(Data entries)

**********

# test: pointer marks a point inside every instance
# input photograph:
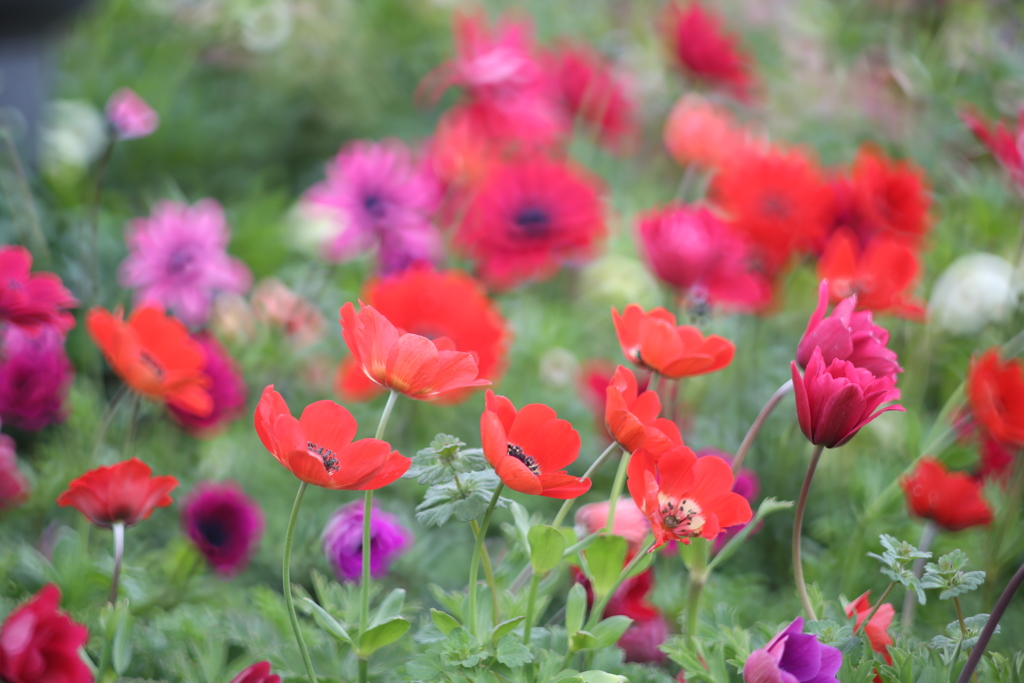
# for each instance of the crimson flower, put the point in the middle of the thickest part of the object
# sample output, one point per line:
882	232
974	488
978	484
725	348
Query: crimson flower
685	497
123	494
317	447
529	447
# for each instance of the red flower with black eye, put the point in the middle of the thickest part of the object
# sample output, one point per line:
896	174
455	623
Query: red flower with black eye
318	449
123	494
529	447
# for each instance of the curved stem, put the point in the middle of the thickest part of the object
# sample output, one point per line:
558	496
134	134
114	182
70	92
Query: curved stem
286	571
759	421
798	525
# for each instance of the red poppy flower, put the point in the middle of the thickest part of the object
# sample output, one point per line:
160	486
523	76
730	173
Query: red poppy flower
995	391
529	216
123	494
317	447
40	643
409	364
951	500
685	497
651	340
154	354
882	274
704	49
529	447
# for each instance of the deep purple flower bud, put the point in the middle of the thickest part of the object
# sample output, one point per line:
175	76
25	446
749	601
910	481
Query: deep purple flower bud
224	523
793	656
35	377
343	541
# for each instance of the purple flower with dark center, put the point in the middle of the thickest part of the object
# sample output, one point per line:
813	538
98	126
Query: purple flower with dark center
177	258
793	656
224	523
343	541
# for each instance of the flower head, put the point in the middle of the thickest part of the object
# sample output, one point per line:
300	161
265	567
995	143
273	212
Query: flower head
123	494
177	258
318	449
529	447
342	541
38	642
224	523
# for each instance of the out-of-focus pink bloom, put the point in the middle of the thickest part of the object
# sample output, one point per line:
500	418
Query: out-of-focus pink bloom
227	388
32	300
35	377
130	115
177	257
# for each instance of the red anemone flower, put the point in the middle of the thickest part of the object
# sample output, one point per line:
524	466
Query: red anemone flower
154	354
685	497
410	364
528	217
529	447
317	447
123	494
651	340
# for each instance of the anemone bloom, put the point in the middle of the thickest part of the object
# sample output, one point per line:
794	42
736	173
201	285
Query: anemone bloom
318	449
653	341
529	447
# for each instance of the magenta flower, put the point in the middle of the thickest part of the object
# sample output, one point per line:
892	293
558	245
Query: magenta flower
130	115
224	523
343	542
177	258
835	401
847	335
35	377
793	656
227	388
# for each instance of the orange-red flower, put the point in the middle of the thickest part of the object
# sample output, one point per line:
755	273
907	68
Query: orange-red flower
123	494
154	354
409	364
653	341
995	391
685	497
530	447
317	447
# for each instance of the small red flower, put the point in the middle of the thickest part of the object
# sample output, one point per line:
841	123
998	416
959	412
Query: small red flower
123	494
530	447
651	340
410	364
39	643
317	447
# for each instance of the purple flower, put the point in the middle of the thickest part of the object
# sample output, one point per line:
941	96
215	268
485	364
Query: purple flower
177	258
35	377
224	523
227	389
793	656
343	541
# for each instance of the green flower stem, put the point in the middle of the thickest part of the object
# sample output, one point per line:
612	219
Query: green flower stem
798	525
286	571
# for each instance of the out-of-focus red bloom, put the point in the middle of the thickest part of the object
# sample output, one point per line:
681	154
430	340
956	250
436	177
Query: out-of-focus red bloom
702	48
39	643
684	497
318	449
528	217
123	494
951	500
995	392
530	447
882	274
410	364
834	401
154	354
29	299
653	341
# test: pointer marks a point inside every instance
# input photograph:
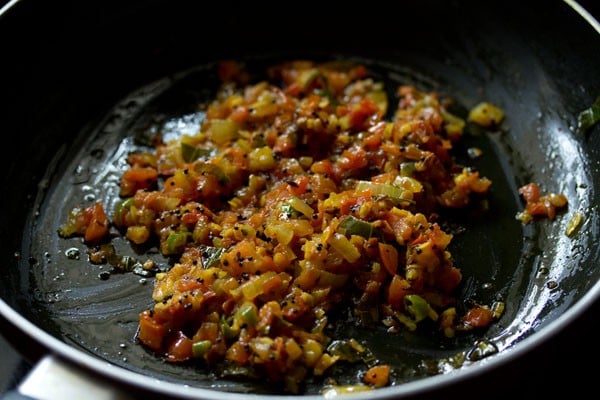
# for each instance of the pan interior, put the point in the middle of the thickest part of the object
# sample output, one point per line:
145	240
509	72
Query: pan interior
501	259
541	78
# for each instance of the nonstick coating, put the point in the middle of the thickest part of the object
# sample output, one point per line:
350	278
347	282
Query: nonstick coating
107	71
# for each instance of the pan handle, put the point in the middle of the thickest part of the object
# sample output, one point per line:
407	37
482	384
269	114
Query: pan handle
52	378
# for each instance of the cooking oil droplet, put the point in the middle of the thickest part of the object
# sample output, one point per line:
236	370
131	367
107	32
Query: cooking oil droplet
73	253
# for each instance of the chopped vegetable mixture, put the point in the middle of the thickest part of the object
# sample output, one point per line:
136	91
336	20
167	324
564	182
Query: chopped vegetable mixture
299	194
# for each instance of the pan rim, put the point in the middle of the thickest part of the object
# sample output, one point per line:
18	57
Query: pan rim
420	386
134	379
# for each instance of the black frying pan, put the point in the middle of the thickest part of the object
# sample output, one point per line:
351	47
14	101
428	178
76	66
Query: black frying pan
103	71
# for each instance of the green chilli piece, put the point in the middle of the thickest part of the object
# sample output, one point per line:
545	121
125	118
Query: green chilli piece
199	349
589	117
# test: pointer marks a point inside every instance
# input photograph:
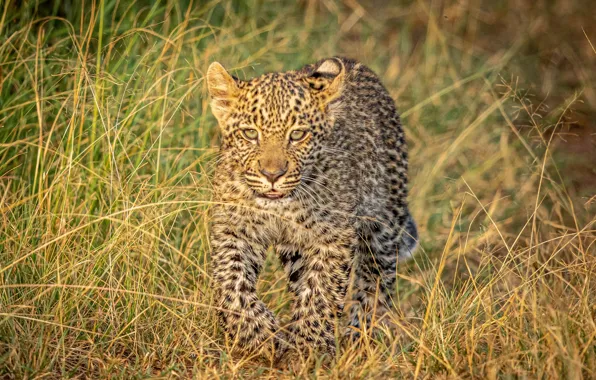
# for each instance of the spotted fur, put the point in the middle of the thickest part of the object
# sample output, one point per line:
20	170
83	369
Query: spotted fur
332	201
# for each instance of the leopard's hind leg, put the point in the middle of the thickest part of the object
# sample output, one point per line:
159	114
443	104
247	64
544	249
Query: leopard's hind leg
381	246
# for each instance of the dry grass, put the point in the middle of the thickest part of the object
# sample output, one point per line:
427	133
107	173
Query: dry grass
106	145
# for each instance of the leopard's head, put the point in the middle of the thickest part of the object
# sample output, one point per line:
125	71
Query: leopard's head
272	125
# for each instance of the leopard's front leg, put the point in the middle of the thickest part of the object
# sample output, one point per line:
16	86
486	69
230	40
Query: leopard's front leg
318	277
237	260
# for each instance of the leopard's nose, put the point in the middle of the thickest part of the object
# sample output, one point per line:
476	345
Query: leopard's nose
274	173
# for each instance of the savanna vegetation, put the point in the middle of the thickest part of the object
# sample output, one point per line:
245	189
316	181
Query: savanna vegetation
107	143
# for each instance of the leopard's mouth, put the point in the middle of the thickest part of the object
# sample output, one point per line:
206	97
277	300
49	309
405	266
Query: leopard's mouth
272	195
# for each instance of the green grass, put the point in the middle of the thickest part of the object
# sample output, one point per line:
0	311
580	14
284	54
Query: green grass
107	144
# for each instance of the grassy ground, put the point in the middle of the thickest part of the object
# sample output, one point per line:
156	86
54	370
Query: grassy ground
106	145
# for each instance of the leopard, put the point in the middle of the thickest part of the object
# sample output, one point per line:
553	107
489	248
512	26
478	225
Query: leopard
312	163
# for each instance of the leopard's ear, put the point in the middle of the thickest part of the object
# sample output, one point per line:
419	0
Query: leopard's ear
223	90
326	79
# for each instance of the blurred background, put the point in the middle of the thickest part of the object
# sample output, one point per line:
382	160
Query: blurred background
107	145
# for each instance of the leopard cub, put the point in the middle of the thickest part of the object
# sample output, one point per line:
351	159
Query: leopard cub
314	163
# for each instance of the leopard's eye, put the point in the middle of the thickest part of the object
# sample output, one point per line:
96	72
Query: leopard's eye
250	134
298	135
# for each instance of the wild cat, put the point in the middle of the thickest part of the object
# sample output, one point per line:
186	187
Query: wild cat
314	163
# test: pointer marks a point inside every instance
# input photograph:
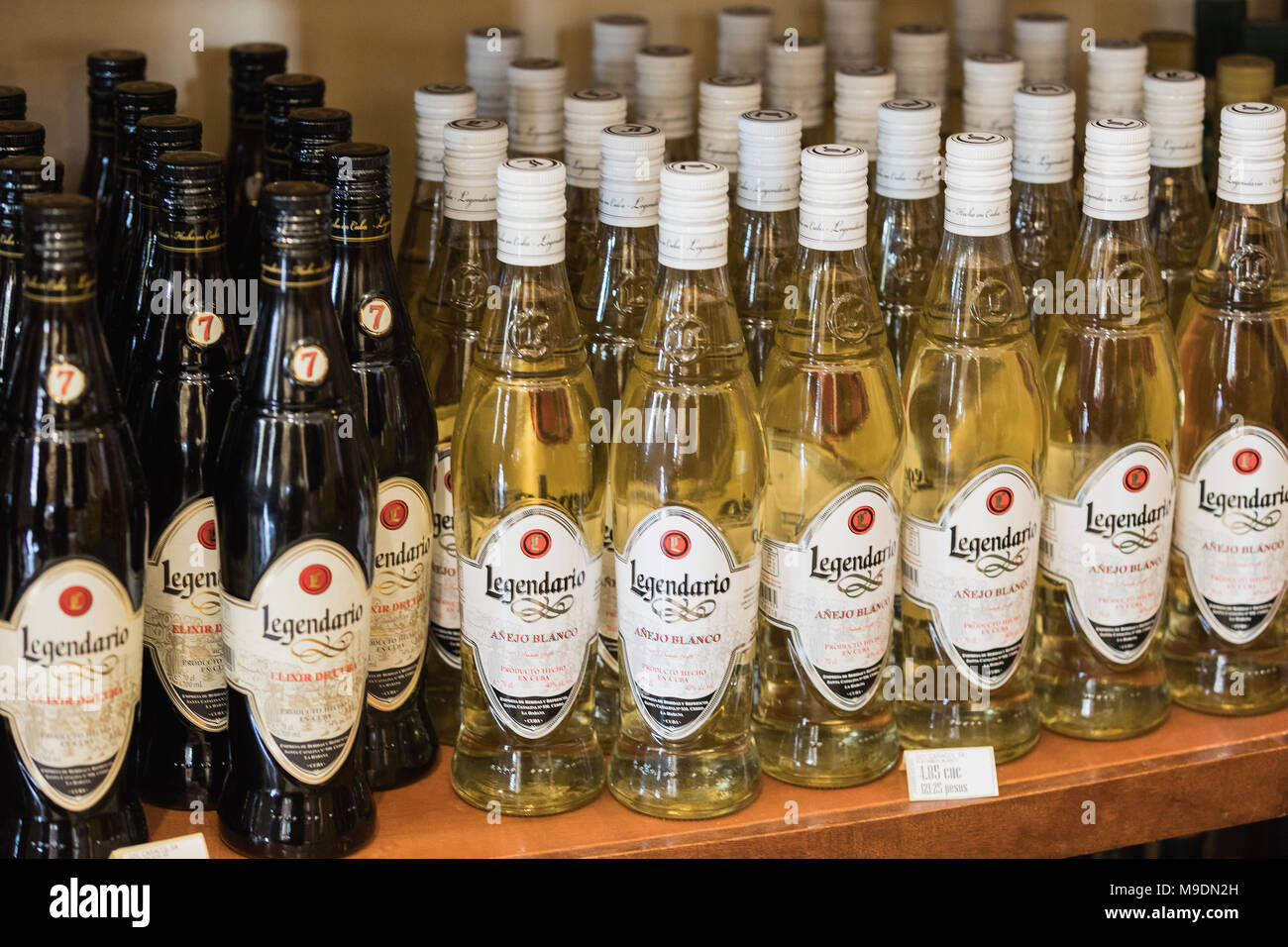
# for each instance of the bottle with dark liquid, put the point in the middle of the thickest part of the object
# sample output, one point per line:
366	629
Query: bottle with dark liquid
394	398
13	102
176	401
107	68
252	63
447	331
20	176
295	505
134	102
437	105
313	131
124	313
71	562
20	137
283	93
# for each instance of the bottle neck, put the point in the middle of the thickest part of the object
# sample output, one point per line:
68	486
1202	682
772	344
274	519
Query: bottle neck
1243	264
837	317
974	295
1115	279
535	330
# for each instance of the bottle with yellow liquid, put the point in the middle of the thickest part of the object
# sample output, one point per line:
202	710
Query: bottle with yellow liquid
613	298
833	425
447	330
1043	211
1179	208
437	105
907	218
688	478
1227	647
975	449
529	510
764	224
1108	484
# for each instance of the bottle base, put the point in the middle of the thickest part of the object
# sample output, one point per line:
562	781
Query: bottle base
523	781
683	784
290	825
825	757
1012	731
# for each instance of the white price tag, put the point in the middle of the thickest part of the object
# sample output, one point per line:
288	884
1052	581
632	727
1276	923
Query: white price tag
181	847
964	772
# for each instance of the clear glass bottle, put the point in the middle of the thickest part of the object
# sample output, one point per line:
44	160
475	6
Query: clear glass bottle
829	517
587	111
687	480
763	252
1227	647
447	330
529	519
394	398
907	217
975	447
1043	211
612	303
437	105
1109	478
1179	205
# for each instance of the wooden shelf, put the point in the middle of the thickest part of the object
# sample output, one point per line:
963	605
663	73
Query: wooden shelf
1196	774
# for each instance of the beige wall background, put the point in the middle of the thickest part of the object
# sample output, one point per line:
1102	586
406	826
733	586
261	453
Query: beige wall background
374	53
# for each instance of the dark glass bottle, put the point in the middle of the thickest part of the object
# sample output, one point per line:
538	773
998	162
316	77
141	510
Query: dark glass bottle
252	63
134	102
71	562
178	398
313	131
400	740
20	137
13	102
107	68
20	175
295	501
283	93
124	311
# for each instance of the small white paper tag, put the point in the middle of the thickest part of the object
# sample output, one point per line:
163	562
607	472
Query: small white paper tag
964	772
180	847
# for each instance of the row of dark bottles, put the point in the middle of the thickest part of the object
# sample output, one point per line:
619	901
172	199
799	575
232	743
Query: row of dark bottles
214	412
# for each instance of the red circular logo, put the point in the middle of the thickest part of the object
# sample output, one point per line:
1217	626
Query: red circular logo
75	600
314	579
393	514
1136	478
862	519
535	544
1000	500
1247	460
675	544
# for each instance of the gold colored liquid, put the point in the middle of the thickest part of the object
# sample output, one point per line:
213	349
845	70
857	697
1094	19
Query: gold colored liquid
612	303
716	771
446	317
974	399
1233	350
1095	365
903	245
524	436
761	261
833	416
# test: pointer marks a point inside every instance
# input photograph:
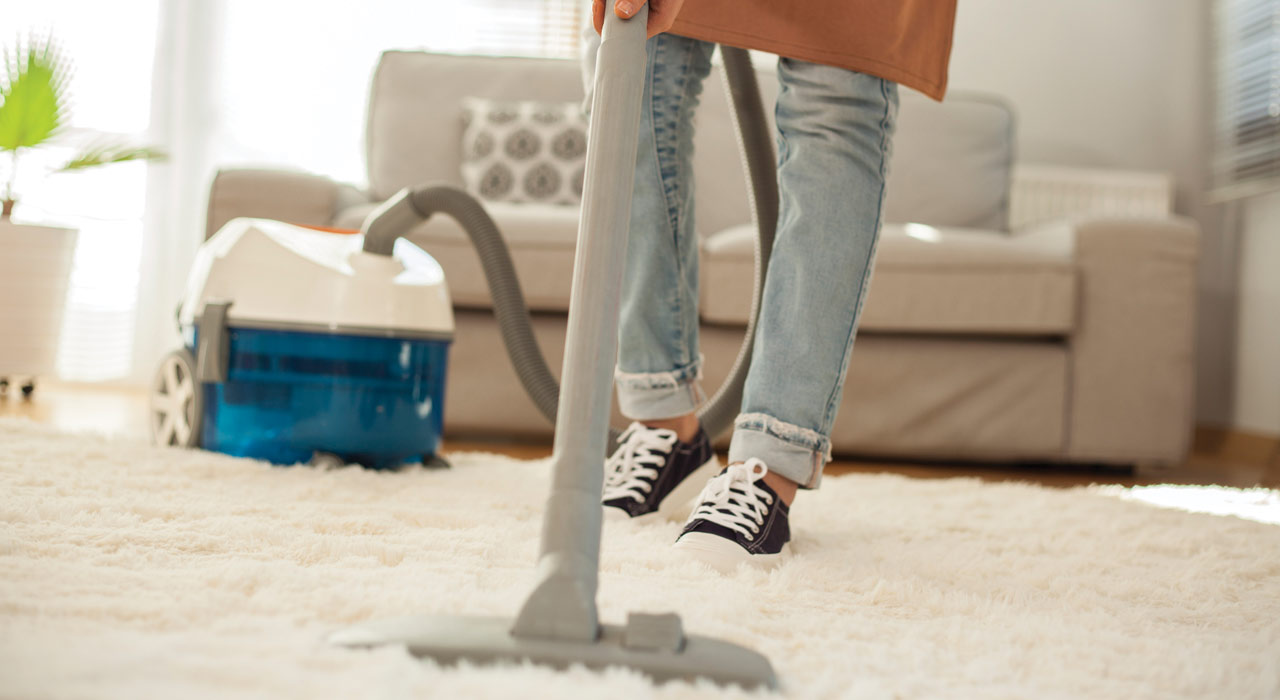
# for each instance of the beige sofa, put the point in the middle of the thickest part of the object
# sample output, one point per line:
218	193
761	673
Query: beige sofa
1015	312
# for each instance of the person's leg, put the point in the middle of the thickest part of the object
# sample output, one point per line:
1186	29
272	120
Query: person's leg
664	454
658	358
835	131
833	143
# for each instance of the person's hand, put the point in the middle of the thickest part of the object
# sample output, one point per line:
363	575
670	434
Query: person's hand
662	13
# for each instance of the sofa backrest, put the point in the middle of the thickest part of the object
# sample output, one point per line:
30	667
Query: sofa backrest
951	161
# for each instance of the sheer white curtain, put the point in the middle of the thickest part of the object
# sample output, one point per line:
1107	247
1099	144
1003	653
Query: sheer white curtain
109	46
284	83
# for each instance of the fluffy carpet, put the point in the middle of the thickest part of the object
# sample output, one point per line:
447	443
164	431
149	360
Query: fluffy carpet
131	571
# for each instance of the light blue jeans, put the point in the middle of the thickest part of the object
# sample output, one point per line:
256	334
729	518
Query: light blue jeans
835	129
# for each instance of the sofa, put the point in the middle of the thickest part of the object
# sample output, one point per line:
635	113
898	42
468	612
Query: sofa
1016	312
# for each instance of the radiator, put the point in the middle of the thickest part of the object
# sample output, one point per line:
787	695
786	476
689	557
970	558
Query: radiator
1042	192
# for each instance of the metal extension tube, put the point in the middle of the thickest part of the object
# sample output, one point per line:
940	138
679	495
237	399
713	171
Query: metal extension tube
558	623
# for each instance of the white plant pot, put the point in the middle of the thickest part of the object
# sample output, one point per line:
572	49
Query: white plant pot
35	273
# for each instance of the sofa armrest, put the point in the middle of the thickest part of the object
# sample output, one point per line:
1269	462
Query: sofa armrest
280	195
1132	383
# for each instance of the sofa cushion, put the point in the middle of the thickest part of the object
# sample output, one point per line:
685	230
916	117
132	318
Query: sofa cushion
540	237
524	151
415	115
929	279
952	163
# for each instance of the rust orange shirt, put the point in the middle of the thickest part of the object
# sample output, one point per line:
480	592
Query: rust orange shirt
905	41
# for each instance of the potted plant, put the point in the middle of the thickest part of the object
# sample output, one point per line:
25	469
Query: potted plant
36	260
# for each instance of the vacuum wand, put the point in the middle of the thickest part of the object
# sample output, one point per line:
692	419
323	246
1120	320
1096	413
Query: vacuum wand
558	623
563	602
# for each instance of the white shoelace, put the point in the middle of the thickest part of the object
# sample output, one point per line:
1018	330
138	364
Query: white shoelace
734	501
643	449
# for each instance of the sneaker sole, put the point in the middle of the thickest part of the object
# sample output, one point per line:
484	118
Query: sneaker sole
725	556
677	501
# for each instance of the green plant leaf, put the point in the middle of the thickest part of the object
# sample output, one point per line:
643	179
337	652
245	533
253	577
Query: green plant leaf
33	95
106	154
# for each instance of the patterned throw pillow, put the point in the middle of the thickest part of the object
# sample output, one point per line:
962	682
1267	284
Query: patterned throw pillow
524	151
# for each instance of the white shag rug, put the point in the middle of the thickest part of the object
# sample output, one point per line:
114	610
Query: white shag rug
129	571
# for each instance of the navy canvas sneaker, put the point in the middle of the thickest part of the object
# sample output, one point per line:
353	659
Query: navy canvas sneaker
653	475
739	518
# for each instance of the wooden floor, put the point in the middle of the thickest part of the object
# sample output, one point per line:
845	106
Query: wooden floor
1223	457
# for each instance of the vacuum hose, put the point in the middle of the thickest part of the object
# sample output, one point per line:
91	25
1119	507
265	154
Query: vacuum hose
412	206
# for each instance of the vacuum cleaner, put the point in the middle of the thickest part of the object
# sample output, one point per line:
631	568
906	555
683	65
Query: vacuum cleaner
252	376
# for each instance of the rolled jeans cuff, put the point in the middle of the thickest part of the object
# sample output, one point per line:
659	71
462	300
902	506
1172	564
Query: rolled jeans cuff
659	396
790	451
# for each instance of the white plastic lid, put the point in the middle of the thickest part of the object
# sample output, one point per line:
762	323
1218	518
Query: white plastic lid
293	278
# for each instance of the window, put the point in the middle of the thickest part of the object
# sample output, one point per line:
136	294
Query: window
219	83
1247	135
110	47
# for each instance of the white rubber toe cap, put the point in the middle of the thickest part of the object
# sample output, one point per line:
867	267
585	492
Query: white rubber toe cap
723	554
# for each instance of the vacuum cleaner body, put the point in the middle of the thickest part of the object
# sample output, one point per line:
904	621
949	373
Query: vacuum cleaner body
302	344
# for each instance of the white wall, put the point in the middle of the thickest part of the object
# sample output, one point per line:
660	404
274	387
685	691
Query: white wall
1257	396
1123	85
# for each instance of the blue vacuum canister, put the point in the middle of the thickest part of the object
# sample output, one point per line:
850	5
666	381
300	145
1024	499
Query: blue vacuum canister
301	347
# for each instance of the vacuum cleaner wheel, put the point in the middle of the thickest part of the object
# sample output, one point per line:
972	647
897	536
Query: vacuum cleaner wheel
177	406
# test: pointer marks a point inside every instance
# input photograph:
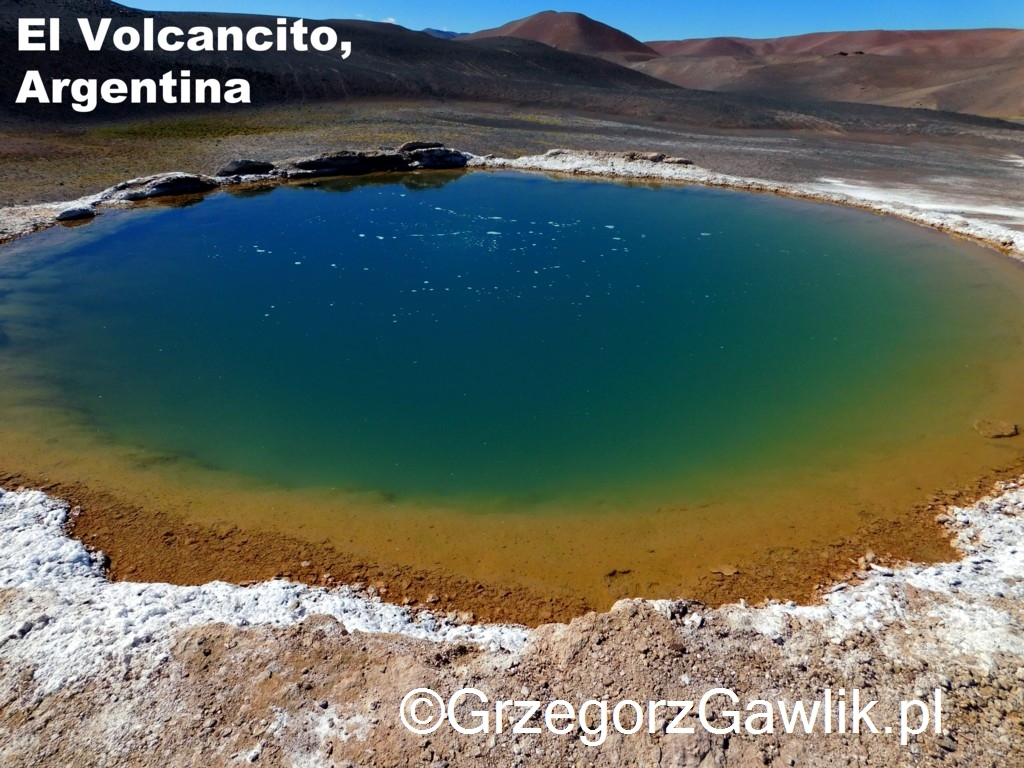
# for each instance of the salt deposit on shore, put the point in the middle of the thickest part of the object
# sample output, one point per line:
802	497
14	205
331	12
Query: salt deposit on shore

**********

= AIM =
From the material above, write out exactly the lines from the line with "# for each instance of the white plastic" through the closing line, inclusive, and no pictures.

= COMPLETED TASK =
# for each instance of the white plastic lid, put the point in the middle of the thickest part of the object
# sample output, one point per line:
762	323
1218	518
Query: white plastic lid
293	278
# for each instance of the window, put the point in the middle of the thickest part of the object
# sample output, one point per line:
136	294
Query: window
219	83
1247	135
110	47
# for each instance of the white rubber toe cap, put the point in the middle of the thickest part of the object
# sample output, one point per line:
867	267
585	492
Query: white rubber toe cap
723	554
# for each instance of the vacuum cleaner body, put the point in the middle of the thickest part of the object
# sample output, one point per line:
904	621
949	373
Query: vacuum cleaner body
302	344
# for each instance of the white wall, put the point in the middle of the thickest part of the object
# sample output, one point per line:
660	404
274	387
685	691
Query: white wall
1257	396
1123	85
# for each instance of the blue vacuum canister, put the point in the middle of the thickest part of the object
# sample output, one point per line:
850	5
666	381
300	145
1024	499
Query: blue vacuum canister
301	347
# for each instance of the vacuum cleaner wheel, put the point in the middle of the thickest part of the object
# sample output, one point per line:
972	647
897	536
Query: vacuum cleaner wheel
177	406
# test: pointer marks a point inside every instance
# input photograph:
# for each instance of the salt deposit on shore, put the point in the middle of the thickest part of the object
# sample output, one point per line:
802	497
14	205
331	12
Query: salt deposit on shore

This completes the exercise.